• [Set problem A]: Return the stretch of rows from the line containing "Question. Indicate the green" through the final row, copied word for word.

• [Text shown]:
So producers and record execs, hardly the most sophisticated music people to begin with in the indie label circles of the 1940’s, mostly pushed for accessibility.
Keep it simple. A melody that was easy to remember and hum along to. A relatable storyline, sung with clear diction and played by the band with no unnecessary frills. Straightforward and to the point.
Simple.
But not easy.
If You Should Stray
It’s not easy because on the other side of simple, mere inches away in fact, is simplistic and there’s oftentimes no recovering from that assessment by the public. You may think you’re going well and adhering to the basic requirements to make it modestly appealing but if you should lose your balance for even a split second and sway across that line chances are the whole kit and caboodle will come crashing down upon you in a heap.
All it takes is one slight misstep. A trite turn of phrase. A cliché too obvious to be overlooked. A misjudged vocal embellishment or a lack of vocal urgency. The pitfalls are so many that navigating a song on the border between the two territories can be fraught with more peril than trying for something impossibly difficult. At least then your failure won’t be mocked, it’ll actually get you some admiration for the mere attempt. Not so if you play it safe and still trip and fall by not watching where you’re stepping.
I’ll Always Be In Love With You is the ideal example of just such a high wire feat. A precarious balancing act which always is just a step away from tumbling into the abyss and being scoffed at by the audience for its simplicity which makes its ultimately successful navigation to the end of the record all the more impressive.
We’re just over a year into rock, and because there was an interminable stoppage of new material thanks to the recording ban, there hasn’t yet been much chance for predictability to work its way into the mix. Maybe a few instrumentals have been by the numbers but I’ll Always Be In Love With You is the first vocal record that I think deserves to be called “generic” by its intent alone.

• [Set problem B]: Which record does the music review call the ideal example of a high wire feat?

• [Exercise material]:
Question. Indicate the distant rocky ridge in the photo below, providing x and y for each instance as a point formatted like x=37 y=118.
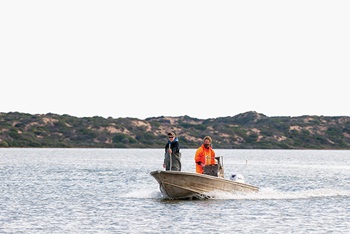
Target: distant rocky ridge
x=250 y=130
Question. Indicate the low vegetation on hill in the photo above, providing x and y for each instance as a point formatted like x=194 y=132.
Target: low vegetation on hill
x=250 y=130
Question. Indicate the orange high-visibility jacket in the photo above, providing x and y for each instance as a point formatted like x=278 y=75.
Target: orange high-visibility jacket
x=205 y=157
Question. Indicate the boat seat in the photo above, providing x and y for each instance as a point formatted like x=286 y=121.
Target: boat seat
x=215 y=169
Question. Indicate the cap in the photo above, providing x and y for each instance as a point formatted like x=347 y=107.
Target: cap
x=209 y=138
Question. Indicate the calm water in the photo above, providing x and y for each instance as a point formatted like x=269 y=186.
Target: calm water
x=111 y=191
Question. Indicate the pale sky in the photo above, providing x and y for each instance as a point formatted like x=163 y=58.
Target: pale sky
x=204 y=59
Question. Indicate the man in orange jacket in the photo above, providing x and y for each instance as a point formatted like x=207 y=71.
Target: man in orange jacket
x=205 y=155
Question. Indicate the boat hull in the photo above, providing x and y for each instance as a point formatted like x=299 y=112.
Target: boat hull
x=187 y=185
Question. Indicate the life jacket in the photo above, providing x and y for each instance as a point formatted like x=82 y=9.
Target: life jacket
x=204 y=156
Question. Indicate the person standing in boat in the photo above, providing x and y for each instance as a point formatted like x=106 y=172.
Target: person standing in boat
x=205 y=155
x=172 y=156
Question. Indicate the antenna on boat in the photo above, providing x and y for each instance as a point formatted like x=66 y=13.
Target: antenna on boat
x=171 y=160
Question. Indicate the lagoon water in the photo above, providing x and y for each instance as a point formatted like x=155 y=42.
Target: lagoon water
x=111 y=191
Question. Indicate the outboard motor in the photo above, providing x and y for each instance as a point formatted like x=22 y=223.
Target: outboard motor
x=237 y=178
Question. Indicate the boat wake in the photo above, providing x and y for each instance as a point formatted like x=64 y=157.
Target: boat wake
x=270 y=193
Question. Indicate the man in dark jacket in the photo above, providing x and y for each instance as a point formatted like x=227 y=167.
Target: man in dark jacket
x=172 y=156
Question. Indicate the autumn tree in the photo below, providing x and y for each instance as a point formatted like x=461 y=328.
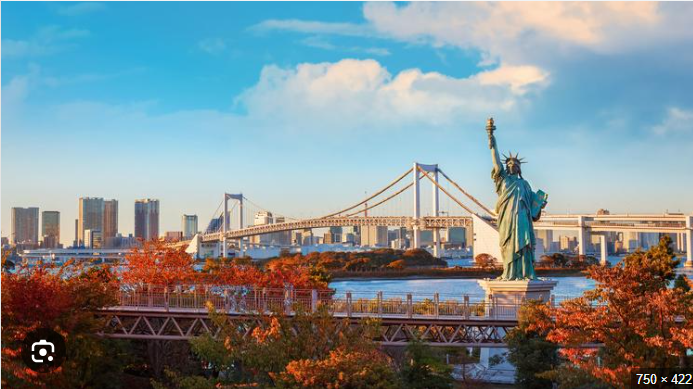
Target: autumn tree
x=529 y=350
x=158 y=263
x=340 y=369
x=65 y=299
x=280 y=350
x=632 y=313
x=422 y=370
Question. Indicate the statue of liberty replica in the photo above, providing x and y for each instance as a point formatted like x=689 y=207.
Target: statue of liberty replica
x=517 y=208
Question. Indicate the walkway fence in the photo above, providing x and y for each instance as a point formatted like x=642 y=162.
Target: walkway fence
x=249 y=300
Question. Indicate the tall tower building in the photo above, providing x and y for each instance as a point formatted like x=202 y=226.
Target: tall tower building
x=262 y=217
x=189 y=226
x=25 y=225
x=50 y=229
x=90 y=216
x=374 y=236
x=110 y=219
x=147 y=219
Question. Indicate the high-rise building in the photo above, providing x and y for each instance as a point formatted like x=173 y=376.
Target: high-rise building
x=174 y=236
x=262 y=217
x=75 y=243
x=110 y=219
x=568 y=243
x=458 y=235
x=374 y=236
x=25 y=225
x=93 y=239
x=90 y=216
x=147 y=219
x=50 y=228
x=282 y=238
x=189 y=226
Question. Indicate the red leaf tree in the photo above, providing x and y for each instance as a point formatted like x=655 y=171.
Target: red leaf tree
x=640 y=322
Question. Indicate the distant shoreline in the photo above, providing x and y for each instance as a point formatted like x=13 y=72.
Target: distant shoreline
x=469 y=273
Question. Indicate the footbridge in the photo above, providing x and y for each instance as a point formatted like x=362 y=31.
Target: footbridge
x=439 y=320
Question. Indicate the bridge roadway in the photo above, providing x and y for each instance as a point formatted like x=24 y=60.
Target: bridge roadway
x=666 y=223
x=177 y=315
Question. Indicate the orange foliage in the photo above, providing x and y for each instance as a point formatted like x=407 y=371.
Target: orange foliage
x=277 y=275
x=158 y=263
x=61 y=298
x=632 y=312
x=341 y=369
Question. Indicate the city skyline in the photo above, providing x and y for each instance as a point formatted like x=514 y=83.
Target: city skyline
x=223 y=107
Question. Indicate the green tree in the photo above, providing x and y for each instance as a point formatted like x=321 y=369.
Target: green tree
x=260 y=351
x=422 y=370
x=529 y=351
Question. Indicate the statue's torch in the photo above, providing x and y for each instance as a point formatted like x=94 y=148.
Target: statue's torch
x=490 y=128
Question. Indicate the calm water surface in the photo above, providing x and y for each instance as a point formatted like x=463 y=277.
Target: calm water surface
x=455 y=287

• [Final result A]:
Question. Indicate the green tree in the photo above, providing x and y for each instance as a point formatted like x=321 y=369.
Target: green tree
x=260 y=351
x=422 y=370
x=529 y=351
Question. Indicate the statue's torch in the photo above, providing x and y for each instance as a point formatted like x=94 y=148.
Target: statue's torch
x=490 y=128
Question. Indicate the calm water surface in the photo above, providing x and y for each instance as a point formatted like x=463 y=277.
Target: calm water surface
x=455 y=287

• [Final result B]: I'll Always Be In Love With You